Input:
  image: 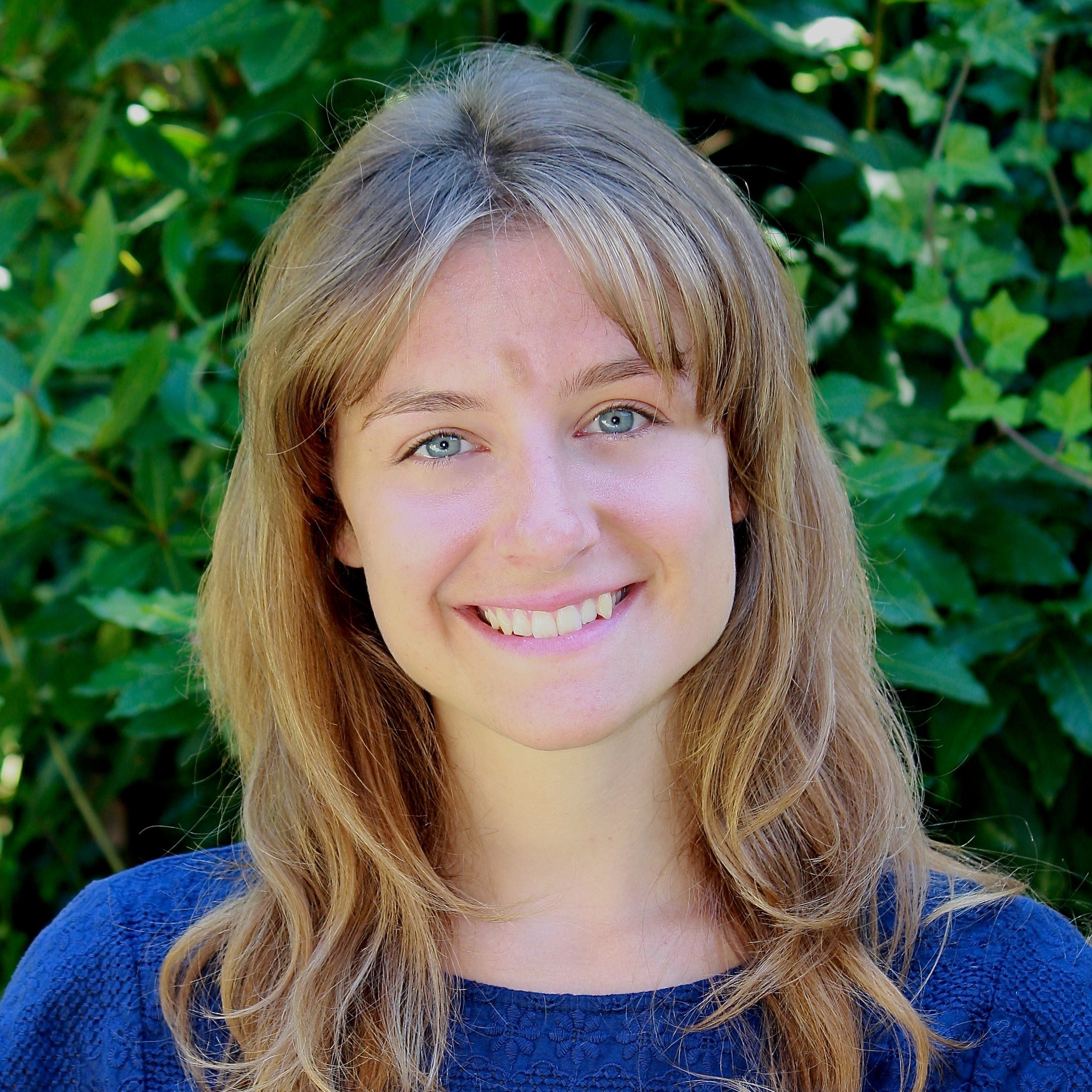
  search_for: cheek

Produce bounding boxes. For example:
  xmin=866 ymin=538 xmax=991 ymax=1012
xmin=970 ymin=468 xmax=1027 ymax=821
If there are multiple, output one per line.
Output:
xmin=349 ymin=480 xmax=487 ymax=620
xmin=609 ymin=434 xmax=735 ymax=594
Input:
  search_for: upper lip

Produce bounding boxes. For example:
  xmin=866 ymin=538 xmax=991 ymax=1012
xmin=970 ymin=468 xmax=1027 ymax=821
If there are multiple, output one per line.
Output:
xmin=466 ymin=581 xmax=634 ymax=613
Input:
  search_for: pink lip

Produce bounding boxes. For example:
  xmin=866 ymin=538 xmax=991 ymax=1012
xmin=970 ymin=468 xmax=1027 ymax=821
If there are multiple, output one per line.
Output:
xmin=460 ymin=582 xmax=635 ymax=614
xmin=457 ymin=582 xmax=644 ymax=655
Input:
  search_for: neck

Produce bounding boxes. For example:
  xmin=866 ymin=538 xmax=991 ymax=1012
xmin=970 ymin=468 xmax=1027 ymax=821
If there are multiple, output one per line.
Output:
xmin=437 ymin=702 xmax=734 ymax=993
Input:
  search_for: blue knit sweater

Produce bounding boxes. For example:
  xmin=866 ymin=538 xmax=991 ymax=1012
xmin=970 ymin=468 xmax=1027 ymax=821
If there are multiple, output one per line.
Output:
xmin=0 ymin=848 xmax=1092 ymax=1092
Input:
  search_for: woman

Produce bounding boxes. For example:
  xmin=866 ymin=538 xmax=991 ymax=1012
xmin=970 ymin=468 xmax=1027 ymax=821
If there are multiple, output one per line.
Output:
xmin=0 ymin=48 xmax=1092 ymax=1092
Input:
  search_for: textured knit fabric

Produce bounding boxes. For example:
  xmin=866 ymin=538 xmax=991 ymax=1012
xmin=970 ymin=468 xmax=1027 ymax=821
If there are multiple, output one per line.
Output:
xmin=0 ymin=848 xmax=1092 ymax=1092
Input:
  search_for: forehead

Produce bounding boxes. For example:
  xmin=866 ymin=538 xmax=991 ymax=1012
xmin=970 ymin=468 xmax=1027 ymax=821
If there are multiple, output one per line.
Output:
xmin=365 ymin=229 xmax=635 ymax=405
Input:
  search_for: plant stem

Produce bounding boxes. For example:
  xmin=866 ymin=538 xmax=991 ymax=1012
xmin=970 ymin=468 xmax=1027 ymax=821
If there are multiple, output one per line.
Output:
xmin=478 ymin=0 xmax=497 ymax=41
xmin=46 ymin=728 xmax=126 ymax=873
xmin=952 ymin=331 xmax=1092 ymax=489
xmin=994 ymin=417 xmax=1092 ymax=489
xmin=865 ymin=0 xmax=885 ymax=133
xmin=929 ymin=54 xmax=971 ymax=159
xmin=925 ymin=54 xmax=971 ymax=264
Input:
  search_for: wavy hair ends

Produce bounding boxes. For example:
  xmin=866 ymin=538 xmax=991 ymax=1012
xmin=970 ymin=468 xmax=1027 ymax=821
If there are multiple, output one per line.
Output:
xmin=161 ymin=47 xmax=1011 ymax=1092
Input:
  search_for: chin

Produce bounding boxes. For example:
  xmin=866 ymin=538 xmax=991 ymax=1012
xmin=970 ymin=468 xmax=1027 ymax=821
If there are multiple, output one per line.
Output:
xmin=483 ymin=701 xmax=668 ymax=751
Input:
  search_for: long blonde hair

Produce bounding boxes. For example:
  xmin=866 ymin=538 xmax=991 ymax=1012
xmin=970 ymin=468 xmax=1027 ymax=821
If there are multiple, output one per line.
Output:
xmin=161 ymin=47 xmax=1007 ymax=1092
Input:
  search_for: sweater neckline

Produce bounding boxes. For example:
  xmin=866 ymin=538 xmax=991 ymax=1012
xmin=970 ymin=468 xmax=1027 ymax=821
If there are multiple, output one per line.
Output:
xmin=452 ymin=966 xmax=742 ymax=1013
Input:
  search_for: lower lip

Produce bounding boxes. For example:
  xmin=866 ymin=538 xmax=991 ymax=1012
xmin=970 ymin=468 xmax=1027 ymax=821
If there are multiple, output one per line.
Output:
xmin=457 ymin=583 xmax=644 ymax=655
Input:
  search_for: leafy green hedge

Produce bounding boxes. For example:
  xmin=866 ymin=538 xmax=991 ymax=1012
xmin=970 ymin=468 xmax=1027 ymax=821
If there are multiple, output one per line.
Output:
xmin=0 ymin=0 xmax=1092 ymax=981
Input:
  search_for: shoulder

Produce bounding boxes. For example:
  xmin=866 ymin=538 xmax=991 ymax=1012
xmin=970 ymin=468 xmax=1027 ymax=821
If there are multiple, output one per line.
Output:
xmin=0 ymin=846 xmax=246 ymax=1090
xmin=912 ymin=896 xmax=1092 ymax=1092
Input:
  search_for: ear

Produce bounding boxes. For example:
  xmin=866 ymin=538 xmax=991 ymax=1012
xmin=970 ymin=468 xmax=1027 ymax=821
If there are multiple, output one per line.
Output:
xmin=334 ymin=516 xmax=364 ymax=569
xmin=728 ymin=478 xmax=747 ymax=523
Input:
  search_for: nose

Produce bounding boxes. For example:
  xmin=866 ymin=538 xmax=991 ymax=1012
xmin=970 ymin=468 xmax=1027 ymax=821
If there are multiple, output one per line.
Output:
xmin=493 ymin=439 xmax=600 ymax=572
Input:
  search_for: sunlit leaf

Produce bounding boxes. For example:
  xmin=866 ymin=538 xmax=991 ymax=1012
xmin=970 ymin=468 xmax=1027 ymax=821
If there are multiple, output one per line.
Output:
xmin=925 ymin=121 xmax=1012 ymax=197
xmin=79 ymin=588 xmax=197 ymax=633
xmin=971 ymin=288 xmax=1050 ymax=373
xmin=894 ymin=265 xmax=963 ymax=338
xmin=959 ymin=0 xmax=1036 ymax=75
xmin=938 ymin=595 xmax=1043 ymax=665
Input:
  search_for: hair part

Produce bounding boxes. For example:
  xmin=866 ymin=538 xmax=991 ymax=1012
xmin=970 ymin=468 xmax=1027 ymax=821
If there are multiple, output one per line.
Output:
xmin=161 ymin=47 xmax=1015 ymax=1092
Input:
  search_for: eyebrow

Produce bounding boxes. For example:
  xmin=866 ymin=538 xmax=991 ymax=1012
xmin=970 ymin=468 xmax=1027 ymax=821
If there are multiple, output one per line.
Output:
xmin=361 ymin=356 xmax=656 ymax=428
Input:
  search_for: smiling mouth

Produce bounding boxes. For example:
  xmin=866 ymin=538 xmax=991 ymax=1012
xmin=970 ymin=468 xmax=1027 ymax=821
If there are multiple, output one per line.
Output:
xmin=474 ymin=584 xmax=631 ymax=638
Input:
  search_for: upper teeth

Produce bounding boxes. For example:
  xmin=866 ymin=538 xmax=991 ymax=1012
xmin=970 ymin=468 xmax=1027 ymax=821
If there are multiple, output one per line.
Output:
xmin=478 ymin=588 xmax=626 ymax=637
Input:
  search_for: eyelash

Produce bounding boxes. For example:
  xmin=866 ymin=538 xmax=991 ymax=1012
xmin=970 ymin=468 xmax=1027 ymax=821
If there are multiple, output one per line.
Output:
xmin=399 ymin=402 xmax=664 ymax=466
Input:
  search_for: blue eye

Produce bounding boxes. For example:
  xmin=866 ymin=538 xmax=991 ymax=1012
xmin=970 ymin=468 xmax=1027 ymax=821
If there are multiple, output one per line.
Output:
xmin=414 ymin=433 xmax=471 ymax=459
xmin=590 ymin=406 xmax=647 ymax=433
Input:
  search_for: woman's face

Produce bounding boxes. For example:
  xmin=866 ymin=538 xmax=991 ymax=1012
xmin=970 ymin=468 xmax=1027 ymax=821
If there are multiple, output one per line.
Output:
xmin=334 ymin=231 xmax=744 ymax=750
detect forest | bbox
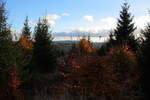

==================================================

Set task
Copy the data above word for word, from its first line through the line that contains "xmin=609 ymin=434 xmax=735 ymax=594", including both ends. Leave the pictures out of your copy.

Expected output
Input:
  image: 
  search_for: cheek

Produce bounding boxes. For example:
  xmin=866 ymin=538 xmax=991 ymax=1012
xmin=970 ymin=468 xmax=1027 ymax=821
If there are multiple, output one per line.
Output:
xmin=349 ymin=480 xmax=487 ymax=620
xmin=609 ymin=434 xmax=735 ymax=594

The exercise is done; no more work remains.